- **What to do**
Search the entries for lines that contain the word "before", and report each one found.

- **Information supplied**
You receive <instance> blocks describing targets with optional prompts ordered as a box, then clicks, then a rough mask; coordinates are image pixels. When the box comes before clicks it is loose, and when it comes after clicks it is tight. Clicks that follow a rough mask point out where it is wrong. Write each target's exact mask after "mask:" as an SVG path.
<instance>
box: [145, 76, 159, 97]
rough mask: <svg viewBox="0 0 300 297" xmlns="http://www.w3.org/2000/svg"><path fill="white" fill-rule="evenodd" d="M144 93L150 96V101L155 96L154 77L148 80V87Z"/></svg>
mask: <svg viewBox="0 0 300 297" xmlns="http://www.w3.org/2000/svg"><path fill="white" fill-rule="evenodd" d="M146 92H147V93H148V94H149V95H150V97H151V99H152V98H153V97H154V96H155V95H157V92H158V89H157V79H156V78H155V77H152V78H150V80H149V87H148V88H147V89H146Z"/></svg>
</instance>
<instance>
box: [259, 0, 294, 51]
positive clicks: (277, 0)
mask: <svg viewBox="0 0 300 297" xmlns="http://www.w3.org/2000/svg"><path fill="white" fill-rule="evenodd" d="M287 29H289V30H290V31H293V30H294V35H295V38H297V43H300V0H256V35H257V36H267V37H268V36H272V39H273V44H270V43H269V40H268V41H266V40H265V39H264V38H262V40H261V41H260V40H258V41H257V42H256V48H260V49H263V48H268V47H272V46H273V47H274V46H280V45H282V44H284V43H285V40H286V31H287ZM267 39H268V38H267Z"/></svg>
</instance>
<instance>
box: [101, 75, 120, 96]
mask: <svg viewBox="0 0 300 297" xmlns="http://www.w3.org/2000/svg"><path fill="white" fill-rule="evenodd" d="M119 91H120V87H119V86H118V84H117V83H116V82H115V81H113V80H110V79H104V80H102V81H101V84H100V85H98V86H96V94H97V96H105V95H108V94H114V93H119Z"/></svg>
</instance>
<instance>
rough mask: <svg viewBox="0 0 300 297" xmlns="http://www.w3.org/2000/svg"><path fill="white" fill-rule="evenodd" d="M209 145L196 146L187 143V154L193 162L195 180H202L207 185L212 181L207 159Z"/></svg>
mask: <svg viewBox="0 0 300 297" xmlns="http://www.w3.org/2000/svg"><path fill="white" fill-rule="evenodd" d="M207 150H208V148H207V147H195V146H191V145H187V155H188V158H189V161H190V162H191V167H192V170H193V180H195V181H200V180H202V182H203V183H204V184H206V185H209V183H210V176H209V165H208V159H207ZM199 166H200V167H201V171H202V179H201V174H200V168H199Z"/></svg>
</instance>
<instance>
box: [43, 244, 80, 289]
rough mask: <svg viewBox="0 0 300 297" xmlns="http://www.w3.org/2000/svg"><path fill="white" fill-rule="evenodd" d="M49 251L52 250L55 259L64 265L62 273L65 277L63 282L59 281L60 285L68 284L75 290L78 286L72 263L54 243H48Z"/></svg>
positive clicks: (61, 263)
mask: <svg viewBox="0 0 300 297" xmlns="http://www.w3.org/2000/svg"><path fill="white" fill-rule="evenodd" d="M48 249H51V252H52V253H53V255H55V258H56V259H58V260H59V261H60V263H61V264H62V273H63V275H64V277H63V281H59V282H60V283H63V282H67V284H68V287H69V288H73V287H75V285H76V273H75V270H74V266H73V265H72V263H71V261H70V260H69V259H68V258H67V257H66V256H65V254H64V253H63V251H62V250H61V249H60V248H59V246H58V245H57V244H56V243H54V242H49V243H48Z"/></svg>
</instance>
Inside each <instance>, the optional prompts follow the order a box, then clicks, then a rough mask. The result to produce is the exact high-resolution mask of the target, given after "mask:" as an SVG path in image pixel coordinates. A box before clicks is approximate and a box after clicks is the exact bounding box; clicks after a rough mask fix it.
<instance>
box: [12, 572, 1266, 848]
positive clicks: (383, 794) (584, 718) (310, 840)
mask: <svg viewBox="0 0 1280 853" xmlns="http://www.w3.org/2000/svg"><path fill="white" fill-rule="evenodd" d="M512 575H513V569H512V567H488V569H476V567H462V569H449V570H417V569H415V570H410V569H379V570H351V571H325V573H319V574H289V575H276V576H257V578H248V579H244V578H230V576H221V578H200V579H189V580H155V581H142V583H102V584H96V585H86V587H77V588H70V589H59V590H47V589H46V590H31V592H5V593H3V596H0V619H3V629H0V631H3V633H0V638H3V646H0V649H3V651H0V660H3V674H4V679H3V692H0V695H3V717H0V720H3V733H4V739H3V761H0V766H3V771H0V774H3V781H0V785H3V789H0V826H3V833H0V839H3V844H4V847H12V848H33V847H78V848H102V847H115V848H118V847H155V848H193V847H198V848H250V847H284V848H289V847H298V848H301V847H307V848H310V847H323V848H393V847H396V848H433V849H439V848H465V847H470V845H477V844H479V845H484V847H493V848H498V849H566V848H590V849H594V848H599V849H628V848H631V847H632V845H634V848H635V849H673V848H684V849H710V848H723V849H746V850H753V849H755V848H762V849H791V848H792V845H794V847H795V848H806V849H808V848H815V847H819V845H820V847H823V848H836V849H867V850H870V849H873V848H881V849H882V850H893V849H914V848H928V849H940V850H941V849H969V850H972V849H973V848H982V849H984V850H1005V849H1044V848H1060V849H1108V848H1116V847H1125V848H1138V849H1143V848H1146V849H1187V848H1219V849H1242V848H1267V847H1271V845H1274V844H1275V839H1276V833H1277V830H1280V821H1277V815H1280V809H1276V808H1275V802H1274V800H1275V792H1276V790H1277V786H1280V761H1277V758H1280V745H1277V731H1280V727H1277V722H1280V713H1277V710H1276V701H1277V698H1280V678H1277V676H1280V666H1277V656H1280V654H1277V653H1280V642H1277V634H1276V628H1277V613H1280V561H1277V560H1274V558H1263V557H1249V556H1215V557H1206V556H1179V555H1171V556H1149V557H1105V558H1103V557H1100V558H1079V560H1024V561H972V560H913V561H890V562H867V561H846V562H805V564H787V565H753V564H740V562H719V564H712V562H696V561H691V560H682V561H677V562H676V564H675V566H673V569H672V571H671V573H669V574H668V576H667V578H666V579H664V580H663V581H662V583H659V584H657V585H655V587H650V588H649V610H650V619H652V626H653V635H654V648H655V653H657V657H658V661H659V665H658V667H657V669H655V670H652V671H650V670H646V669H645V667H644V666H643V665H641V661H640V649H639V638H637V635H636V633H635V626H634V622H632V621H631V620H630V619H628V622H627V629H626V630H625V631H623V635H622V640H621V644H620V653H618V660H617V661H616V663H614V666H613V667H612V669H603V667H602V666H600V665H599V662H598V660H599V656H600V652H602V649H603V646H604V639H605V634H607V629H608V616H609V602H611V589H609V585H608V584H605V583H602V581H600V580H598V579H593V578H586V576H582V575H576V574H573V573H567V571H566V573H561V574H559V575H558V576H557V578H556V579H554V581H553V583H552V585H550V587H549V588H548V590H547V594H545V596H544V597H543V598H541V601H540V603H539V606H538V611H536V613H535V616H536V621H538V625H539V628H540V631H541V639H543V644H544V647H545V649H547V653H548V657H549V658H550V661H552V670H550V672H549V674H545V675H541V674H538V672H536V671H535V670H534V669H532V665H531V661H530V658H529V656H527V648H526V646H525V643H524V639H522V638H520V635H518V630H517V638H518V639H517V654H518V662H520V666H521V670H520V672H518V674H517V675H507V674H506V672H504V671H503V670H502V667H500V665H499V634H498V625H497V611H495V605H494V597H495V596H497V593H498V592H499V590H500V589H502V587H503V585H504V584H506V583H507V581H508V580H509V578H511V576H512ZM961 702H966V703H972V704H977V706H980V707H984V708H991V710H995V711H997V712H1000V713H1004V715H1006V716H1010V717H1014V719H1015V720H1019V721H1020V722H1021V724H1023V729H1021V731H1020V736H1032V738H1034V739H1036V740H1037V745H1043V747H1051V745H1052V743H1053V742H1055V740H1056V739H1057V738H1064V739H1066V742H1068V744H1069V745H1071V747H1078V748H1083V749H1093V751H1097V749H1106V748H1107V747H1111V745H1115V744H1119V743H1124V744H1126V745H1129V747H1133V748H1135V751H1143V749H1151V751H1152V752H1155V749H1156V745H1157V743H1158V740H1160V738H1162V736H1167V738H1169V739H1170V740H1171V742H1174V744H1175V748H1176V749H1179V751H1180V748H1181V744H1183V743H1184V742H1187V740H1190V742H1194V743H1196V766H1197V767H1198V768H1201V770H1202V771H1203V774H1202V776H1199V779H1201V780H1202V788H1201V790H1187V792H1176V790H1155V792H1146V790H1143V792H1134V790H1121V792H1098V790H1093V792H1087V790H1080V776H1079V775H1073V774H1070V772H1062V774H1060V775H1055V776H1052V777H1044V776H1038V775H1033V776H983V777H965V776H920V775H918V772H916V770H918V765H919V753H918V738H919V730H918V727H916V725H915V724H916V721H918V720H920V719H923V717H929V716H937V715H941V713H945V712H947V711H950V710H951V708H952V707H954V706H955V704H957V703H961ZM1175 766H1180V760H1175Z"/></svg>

- **Output for this exercise**
You receive <instance> blocks describing targets with optional prompts ordered as a box, then clicks, then a rough mask; coordinates are image pixels. When the box comes before clicks it is loose, and when it comes after clicks it is tight. Clicks that follow a rough mask point out where it is wrong. Write each target's exact mask after "mask:" as an SVG path.
Inside each <instance>, the optional prompts follow the order a box, then clicks, then a rough mask. The result to produce is the exact high-resolution mask of the target, given after "mask:" as an SVG path in image pixel coordinates. A box before clicks is approximate and a box after clicks is the exact bounding box; clicks after a rough mask fix it.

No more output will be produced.